##### DATA LISTING #####

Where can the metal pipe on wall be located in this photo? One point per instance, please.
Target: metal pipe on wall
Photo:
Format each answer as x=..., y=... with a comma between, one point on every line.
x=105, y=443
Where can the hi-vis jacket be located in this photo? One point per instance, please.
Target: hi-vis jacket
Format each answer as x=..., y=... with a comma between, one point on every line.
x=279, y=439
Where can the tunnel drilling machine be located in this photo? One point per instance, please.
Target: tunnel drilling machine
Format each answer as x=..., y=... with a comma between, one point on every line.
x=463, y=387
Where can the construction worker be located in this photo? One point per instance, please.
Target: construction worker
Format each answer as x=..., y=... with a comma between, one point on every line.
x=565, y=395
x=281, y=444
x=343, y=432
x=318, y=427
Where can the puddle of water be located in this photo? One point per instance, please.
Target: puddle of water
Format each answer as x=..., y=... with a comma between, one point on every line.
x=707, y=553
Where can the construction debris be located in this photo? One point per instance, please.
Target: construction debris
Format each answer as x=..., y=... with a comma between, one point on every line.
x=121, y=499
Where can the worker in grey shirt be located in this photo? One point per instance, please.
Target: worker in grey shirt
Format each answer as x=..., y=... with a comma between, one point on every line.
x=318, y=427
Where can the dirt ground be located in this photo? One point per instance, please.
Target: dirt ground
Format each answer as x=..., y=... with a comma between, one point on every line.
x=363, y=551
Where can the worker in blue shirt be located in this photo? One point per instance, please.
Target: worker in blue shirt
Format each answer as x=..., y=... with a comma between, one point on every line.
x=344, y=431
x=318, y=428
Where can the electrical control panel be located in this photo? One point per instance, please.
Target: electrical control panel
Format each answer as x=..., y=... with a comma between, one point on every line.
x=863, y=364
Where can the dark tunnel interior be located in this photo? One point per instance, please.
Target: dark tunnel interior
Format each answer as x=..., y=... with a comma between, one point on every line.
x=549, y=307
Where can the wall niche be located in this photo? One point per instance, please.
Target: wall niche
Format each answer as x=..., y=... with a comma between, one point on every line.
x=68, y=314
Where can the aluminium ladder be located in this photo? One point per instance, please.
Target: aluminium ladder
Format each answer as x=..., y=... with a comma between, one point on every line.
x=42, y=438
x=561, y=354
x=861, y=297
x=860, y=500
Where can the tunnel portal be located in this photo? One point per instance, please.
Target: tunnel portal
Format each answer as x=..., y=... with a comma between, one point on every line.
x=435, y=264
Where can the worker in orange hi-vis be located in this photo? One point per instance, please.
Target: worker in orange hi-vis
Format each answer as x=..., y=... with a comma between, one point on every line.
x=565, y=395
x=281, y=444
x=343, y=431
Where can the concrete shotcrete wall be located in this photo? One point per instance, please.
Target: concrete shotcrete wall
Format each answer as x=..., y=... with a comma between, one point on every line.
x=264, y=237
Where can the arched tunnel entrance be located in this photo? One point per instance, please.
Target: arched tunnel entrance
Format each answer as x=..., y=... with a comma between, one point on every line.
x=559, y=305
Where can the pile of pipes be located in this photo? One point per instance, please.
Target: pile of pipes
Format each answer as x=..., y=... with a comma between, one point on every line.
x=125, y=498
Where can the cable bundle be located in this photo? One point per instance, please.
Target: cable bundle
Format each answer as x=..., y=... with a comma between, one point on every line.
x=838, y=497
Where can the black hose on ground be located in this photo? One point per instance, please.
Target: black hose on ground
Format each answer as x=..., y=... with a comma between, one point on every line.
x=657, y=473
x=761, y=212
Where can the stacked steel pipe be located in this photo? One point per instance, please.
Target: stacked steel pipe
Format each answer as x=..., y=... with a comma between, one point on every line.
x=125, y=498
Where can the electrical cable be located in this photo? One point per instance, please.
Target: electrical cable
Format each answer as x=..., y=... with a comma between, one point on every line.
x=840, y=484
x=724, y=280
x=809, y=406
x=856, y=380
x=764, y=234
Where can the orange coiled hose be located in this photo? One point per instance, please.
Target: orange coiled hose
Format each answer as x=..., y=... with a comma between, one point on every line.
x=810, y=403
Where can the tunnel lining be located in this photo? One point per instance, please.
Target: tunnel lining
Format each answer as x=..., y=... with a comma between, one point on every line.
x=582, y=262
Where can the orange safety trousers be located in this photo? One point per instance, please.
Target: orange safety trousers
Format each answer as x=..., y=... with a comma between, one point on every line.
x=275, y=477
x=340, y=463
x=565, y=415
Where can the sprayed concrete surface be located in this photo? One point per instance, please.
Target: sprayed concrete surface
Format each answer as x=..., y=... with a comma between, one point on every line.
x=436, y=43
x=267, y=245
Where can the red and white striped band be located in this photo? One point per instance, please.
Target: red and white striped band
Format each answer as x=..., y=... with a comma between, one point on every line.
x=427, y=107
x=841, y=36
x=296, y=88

#####

### TASK DIRECTIONS:
The answer is the data above, retyped exactly in full.

### SOLUTION FOR THIS PROBLEM:
Where can the metal pipe on wall be located in this photo? One point per instance, please.
Target: metal pipe on wall
Photo:
Format each answer as x=..., y=... with a comma between, one point on every line.
x=105, y=443
Where can the hi-vis jacket be located in this photo? One point per instance, please.
Target: hi-vis jacket
Format each answer as x=..., y=... with a comma between, one point on every line.
x=279, y=439
Where can the tunnel drilling machine be located in this photo? One point per instance, please.
Target: tunnel drilling machine
Format each answer as x=..., y=... with a comma between, one point on every line.
x=463, y=387
Where can the construction worker be located in this photo? One point per instance, please.
Target: construction worker
Format each answer as x=..., y=... with a comma between, one point on every line.
x=565, y=395
x=281, y=444
x=343, y=432
x=318, y=427
Where can the puddle of water be located in this photo? One point per instance, please.
Target: puddle of water
Format each answer as x=..., y=... with a comma between, one point on every line.
x=707, y=553
Where can the construction debris be located in this photo? One point per instance, please.
Target: construction debris
Format each answer as x=..., y=... with a comma between, one point on every line.
x=121, y=499
Where can the worker in grey shirt be located in this photo? One point per instance, please.
Target: worker in grey shirt
Format each answer as x=..., y=... with a comma between, one point on every line.
x=318, y=427
Where can the dirt ground be located in this photo? One point per instance, please.
Target: dirt ground
Format each answer as x=..., y=... with a comma between, one point on every line.
x=363, y=551
Where can the worker in blue shirt be located in this photo? One point per instance, please.
Target: worker in blue shirt
Format each answer as x=..., y=... with a comma between, one point on every line.
x=344, y=431
x=318, y=428
Where can the electrical control panel be located in this photo? One point per instance, please.
Target: electrical control panel
Format each answer as x=..., y=... with a comma between, one point on every line.
x=863, y=364
Where can the dark tunnel interior be located in this photo? One point per instance, please.
Target: dark tunnel interior
Format each answer as x=..., y=... with a comma between, one point on every line.
x=549, y=307
Where can the wall niche be located in this photo? One point per instance, please.
Target: wall niche
Format each answer as x=..., y=... with a comma between, one point on every line.
x=68, y=314
Where can the aluminium ladder be located in this photo? One point per instance, please.
Target: aluminium ladder
Format each answer as x=..., y=... with a comma between, one point on every line.
x=42, y=438
x=561, y=354
x=861, y=297
x=860, y=500
Where can the tunnel portal be located in this photo? One point per instance, please.
Target: tunnel portal
Format each answer as x=..., y=... with a comma between, one point on every line.
x=435, y=264
Where can the worker in orange hi-vis be located in this photo? One point per instance, please.
Target: worker in orange hi-vis
Format each answer as x=..., y=... with a comma between, one point on every line.
x=565, y=395
x=281, y=444
x=343, y=431
Where can the concrete shotcrete wall be located in this photo? One point per instance, please.
Target: concrete shotcrete wall
Format each answer as x=..., y=... with a comma between, one point on every line.
x=264, y=237
Where can the arched tunnel entrance be located in this photo? One point per instance, please.
Target: arched tunnel entrance
Format each answer as x=..., y=... with a comma between, one point on every line.
x=559, y=305
Where can the pile of pipes be located in this photo? One point per instance, please.
Target: pile of pipes
Format each answer as x=..., y=... with a comma between, one point on every line.
x=125, y=498
Where can the cable bundle be located in this photo? One point per instance, please.
Target: cable bundle
Format each answer as x=..., y=... with a comma between, one point on every line.
x=838, y=497
Where can the black hose on ground be located in this photo? One point per instance, please.
Target: black hose on ground
Format each answer as x=..., y=... with a comma between, one point on every line.
x=657, y=473
x=761, y=212
Where can the stacked steel pipe be located in this photo? One point per instance, please.
Target: stacked steel pipe
Format each answer as x=..., y=... with a comma between, one point on every line.
x=125, y=498
Where can the electrical cable be located in this photo? One point per instance, please.
Target: electrical cable
Format each answer as x=..., y=... with a comma between, one point on every line.
x=840, y=484
x=724, y=280
x=809, y=406
x=856, y=380
x=764, y=234
Where can the orange coiled hose be located in this photo? One point per instance, please.
Target: orange coiled hose
Format each answer as x=..., y=... with a comma between, one point on every line.
x=810, y=403
Where can the tunnel lining be located in this photo? One point per instance, please.
Target: tunnel lining
Format each answer as x=..., y=... with a comma between, one point on every line.
x=582, y=262
Where can the orange safety trousers be located in this photo? One point per instance, please.
Target: orange safety trousers
Format each answer as x=..., y=... with a comma between, one point on every line.
x=275, y=477
x=340, y=463
x=565, y=415
Where can the sprayed concrete surface be located in this photo? One point per instance, please.
Target: sprayed concrete surface
Format each answer as x=..., y=... with a comma between, one point on every line.
x=436, y=43
x=267, y=245
Where can the red and white striped band be located in this photo? One point per instance, please.
Target: red and white striped band
Format each answer as x=..., y=... with a comma between, one point on every line.
x=427, y=107
x=841, y=36
x=296, y=88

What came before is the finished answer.